Selected passage:

■ ■ ■

Two Weeks Into Journey.io

Two Weeks Into Journey.io

Happy Turkey Day! 🦃

Hope you all have taken some time off and gotten a bit of rest.

Journey is XO's 11th acquisition. Let's take a look at what has been accomplished so far in the past two weeks.

Acquisition #11 - Journey.io (aka Don’t Stop Believing)
Spotify Amazon Apple Lots of journey puns so sorry in advance. A little over a year ago I tried to raise a discretionary capital fund by putting all our assets into 1 company and selling shares of that company ... nobody wanted in Failure To RaiseAt the beginning of the month

The past two weeks represent what a good transition feels like and I think it's important to document the things that have gone right so far.

As a reminder, Journey.io is a product for sales teams to help buyers through a sales process. It's a fairly horizontal tool but this is the primary use case that has close to product market fit. There are also tons of people that use it for fundraising and other things. The product is somewhere in between a deal room and a sales deck but allows for real personalization at scale. When used correctly, prospects feel taken care of and next steps are crystal clear to both parties.

■ ■ ■

Prompt A:
Answer these questions about the Journey.io post:
(i) Which acquisition number is Journey for XO?
(ii) Which teams is Journey.io a product for?
(iii) Besides sales, what activity does the post say tons of people use Journey.io for?
Prompt B:
Please transcribe the entries from the line holding "Intersection-audit request. Target: reflection" through the last line of the entries, inclusive.

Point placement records
■ ■ ■

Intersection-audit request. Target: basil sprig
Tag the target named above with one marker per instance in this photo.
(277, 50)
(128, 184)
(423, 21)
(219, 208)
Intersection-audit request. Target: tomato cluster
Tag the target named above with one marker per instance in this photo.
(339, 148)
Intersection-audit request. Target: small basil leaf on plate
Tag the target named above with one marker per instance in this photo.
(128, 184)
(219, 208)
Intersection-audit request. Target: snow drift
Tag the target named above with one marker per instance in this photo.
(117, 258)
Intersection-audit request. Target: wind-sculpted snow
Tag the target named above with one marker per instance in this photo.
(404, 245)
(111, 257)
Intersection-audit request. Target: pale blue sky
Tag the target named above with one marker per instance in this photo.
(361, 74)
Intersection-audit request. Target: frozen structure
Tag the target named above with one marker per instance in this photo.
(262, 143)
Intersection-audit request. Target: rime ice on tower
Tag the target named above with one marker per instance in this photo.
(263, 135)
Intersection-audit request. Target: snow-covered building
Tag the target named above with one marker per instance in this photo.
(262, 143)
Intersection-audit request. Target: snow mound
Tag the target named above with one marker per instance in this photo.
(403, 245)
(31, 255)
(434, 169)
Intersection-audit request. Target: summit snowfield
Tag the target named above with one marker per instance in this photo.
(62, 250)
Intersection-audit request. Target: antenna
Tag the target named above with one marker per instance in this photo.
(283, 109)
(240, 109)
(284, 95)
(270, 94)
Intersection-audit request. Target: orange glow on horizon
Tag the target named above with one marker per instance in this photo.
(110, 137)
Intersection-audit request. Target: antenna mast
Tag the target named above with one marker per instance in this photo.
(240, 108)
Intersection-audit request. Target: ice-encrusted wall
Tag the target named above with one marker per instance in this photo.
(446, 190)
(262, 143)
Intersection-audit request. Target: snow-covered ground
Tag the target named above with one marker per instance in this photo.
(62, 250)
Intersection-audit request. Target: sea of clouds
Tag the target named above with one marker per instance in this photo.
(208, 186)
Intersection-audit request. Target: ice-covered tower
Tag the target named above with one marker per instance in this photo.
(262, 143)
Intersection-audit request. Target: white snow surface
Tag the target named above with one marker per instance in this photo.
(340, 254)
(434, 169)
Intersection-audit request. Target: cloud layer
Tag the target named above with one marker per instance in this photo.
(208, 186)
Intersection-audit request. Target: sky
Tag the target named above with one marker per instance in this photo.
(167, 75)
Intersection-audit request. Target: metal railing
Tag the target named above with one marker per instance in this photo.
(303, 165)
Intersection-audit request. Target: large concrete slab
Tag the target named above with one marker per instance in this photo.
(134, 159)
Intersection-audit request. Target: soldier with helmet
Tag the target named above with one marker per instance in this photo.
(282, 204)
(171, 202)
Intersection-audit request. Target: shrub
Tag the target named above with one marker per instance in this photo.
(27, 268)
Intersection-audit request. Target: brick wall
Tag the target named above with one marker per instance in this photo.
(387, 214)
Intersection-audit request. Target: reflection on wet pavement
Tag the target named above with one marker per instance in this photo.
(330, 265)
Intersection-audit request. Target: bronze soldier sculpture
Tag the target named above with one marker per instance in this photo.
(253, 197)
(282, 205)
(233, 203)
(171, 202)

■ ■ ■

Task solution A:
(i) The 11th.
(ii) Sales teams.
(iii) Fundraising.

Task solution B:
Intersection-audit request. Target: reflection on wet pavement
Tag the target named above with one marker per instance in this photo.
(330, 265)
Intersection-audit request. Target: bronze soldier sculpture
Tag the target named above with one marker per instance in this photo.
(253, 197)
(282, 205)
(233, 203)
(171, 202)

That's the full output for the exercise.